WRITTEN REQUEST 1 =
Repeat word for word the passage of the fertilizer earnings review that begins at the words "Then remeasurement loss" and ends after the words "back to normalcy.".

2018 was the year when the company boasted the highest topline and bottom-line growth of 42 percent and 56 percent respectively. Topline growth was the result of an increase in production days, stable demand, and higher prices dung the year. GP margin for 2018 clocked in at 32.34 percent versus 30.10 percent in 2019. On the operating front, while distribution and admin expenses grew in line with the higher sales volume, other income couldn’t hold its ground and dropped year-on-year by 65 percent mainly due to a decline in income on sales under government subsidy and also because of lower gain on the sale of property, plant, and equipment. The OP margin showed a marginal downtick during the year to clock in at 24.13 percent in 2018 vis-à-vis 25.05 percent in 2017. As a result of a significant improvement in its working capital, finance costs dipped by 22 percent year-on-year in 2018. Moreover, the budget announcement to reduce the corporate tax rate from 30 percent to 25 percent buttressed the bottom line with NP margin standing at 15.95 percent in 2018 versus 14.46 percent in 2017.

2021 was another year of stellar topline and bottom line growth of 25 percent and 16 percent respectively in the account for high urea offtake and DAP prices during the year. The company was able to entertain the high local demand despite the turnaround at both its plants during the year. Better pricing and cost control owing to operational efficiency enabled the margins of the company to significantly improve during the year, except for the NP margin which dropped from 17.13 percent in 2020 to 15.94 percent in 2021 due to a significant rise in taxation charged for the year.

Recent Performance (9MCY22)

Despite the catastrophic floods which inundated a large agricultural area of Sindh, Balochistan, and Southern Punjab, the demand for urea increased by 2 percent year-on-year during 9MCY22. This was driven by better farm output during the 1HCY22. The local industry continued to support the farmers after the floods with the lower pricing of fertilizer products despite the increase in international urea prices, to ensure steady demand and better farm output.

Talking about EFERT, the urea offtake dropped by 12.7 percent year-on-year to clock in at 1522 KT while DAP sales also showed a plunge of 12.4 percent during 9MCY22. In contrast, the topline boasted a rise of 19.6 percent year-on-year in 9MCY22. High inflation and devaluation of the Pak Rupee wreaked havoc on the GP margin which dropped from 33.45 percent in 9MCY21 to 29.14 percent in 9MCY22. Finance costs also significantly grew on the back of an increase in discount rates during the year.

Then remeasurement loss on the provision of GIDC, loss allowance on subsidy receivable from GoP, and imposition of super tax didn’t fare well on the bottom line which plummeted by 36 percent year-on-year in 9MCY22 to translate into an NP margin of 8.65 percent versus 16.09 percent in 9MCY21.

Future Outlook

While the country heavily depends on the Rabi season for its wheat crop, the farmers are badly suffering from liquidity challenges post floods and don’t have enough working capital to ensure timely sowing. This will also take its toll on the fertilizer offtake. The farmer community pleads for support from the government and donor agencies to bring the agricultural sector back to normalcy.

Mediocre demand expectations(in the absence of an increase in wheat support prices) coupled with inflationary expectations and discontinuation of subsidized gas amidst depleting gas reserves will all contribute towards constricting the margins of fertilizer companies. Fertilizer companies are pinning hopes on the pressure enhancement facilities at Mari Gas Field, Daharki to ensure sustainable gas supply in the long term. However, in order to reap the benefit in the long term, the fertilizer companies have to swallow the bitter pill of cash outflows to support the project.

EXTRACTED RECORDS =
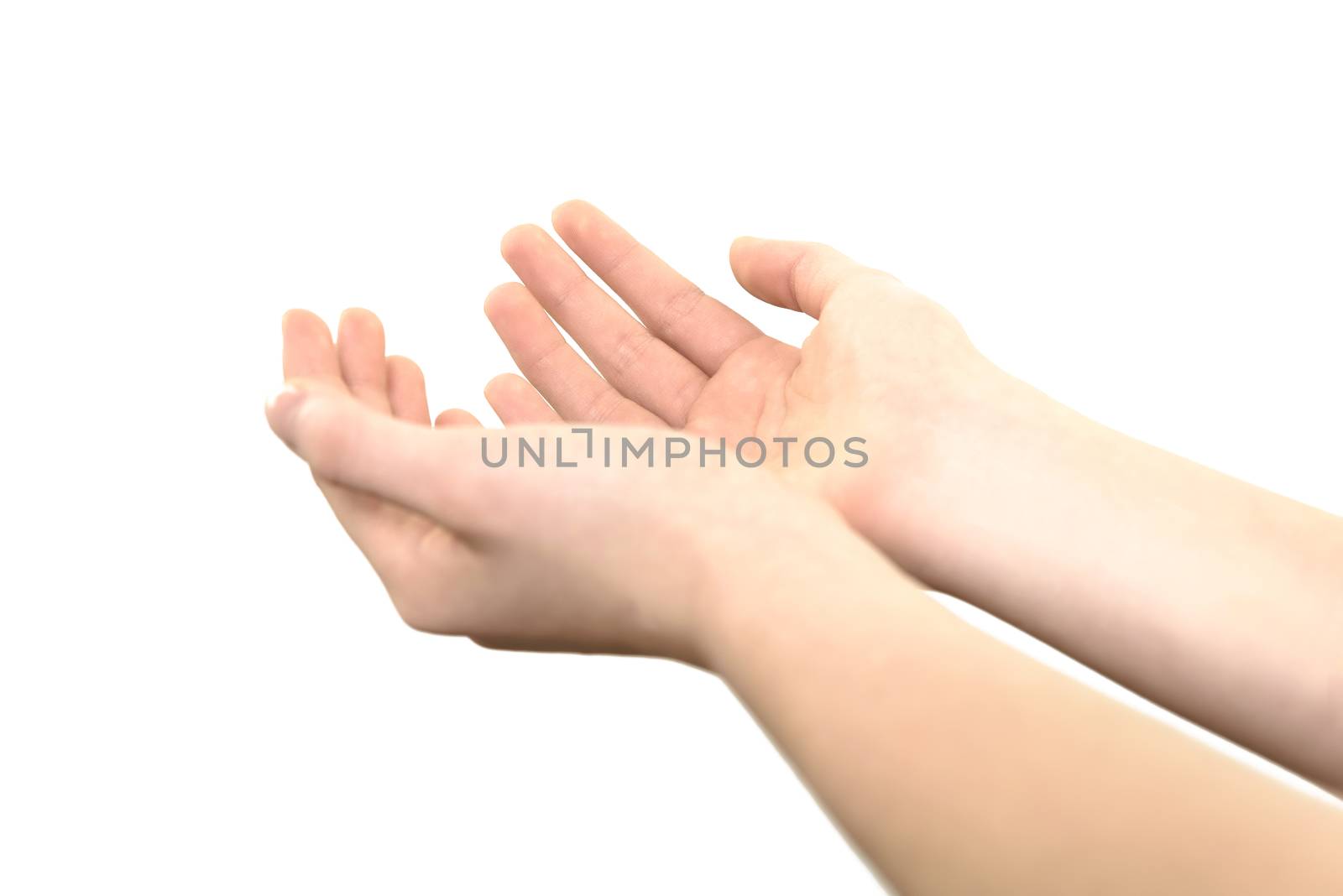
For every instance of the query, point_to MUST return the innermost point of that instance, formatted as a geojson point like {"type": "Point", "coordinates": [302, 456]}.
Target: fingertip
{"type": "Point", "coordinates": [456, 418]}
{"type": "Point", "coordinates": [570, 212]}
{"type": "Point", "coordinates": [281, 408]}
{"type": "Point", "coordinates": [517, 237]}
{"type": "Point", "coordinates": [363, 318]}
{"type": "Point", "coordinates": [501, 383]}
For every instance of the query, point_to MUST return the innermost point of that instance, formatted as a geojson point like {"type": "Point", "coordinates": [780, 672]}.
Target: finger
{"type": "Point", "coordinates": [374, 524]}
{"type": "Point", "coordinates": [360, 346]}
{"type": "Point", "coordinates": [562, 376]}
{"type": "Point", "coordinates": [349, 443]}
{"type": "Point", "coordinates": [796, 275]}
{"type": "Point", "coordinates": [635, 361]}
{"type": "Point", "coordinates": [516, 401]}
{"type": "Point", "coordinates": [309, 351]}
{"type": "Point", "coordinates": [456, 418]}
{"type": "Point", "coordinates": [406, 391]}
{"type": "Point", "coordinates": [675, 309]}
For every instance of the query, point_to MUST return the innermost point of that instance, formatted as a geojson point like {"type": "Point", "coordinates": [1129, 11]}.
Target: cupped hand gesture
{"type": "Point", "coordinates": [591, 558]}
{"type": "Point", "coordinates": [884, 364]}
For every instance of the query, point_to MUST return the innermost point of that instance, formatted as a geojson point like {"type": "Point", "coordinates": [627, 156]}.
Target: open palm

WRITTEN REQUEST 2 =
Reproduce every line of the entries above, unchanged, and omit the pictures.

WRITTEN RESPONSE 1 =
Then remeasurement loss on the provision of GIDC, loss allowance on subsidy receivable from GoP, and imposition of super tax didn’t fare well on the bottom line which plummeted by 36 percent year-on-year in 9MCY22 to translate into an NP margin of 8.65 percent versus 16.09 percent in 9MCY21.

Future Outlook

While the country heavily depends on the Rabi season for its wheat crop, the farmers are badly suffering from liquidity challenges post floods and don’t have enough working capital to ensure timely sowing. This will also take its toll on the fertilizer offtake. The farmer community pleads for support from the government and donor agencies to bring the agricultural sector back to normalcy.

WRITTEN RESPONSE 2 =
For every instance of the query, point_to MUST return the innermost point of that instance, formatted as a geojson point like {"type": "Point", "coordinates": [302, 456]}.
Target: fingertip
{"type": "Point", "coordinates": [456, 418]}
{"type": "Point", "coordinates": [570, 212]}
{"type": "Point", "coordinates": [281, 408]}
{"type": "Point", "coordinates": [517, 237]}
{"type": "Point", "coordinates": [363, 318]}
{"type": "Point", "coordinates": [501, 383]}
For every instance of the query, point_to MUST return the innermost point of that instance, formatted as a geojson point like {"type": "Point", "coordinates": [780, 672]}.
Target: finger
{"type": "Point", "coordinates": [374, 524]}
{"type": "Point", "coordinates": [360, 346]}
{"type": "Point", "coordinates": [562, 376]}
{"type": "Point", "coordinates": [349, 443]}
{"type": "Point", "coordinates": [796, 275]}
{"type": "Point", "coordinates": [635, 361]}
{"type": "Point", "coordinates": [516, 401]}
{"type": "Point", "coordinates": [309, 351]}
{"type": "Point", "coordinates": [456, 418]}
{"type": "Point", "coordinates": [406, 391]}
{"type": "Point", "coordinates": [675, 309]}
For every instance of the query, point_to MUST return the innermost point of that instance, formatted as a geojson point like {"type": "Point", "coordinates": [1129, 11]}.
Target: cupped hand gesture
{"type": "Point", "coordinates": [591, 558]}
{"type": "Point", "coordinates": [884, 364]}
For every instance of the query, point_to MUST return the innermost point of that instance, formatted as a geojson point like {"type": "Point", "coordinates": [627, 156]}.
Target: open palm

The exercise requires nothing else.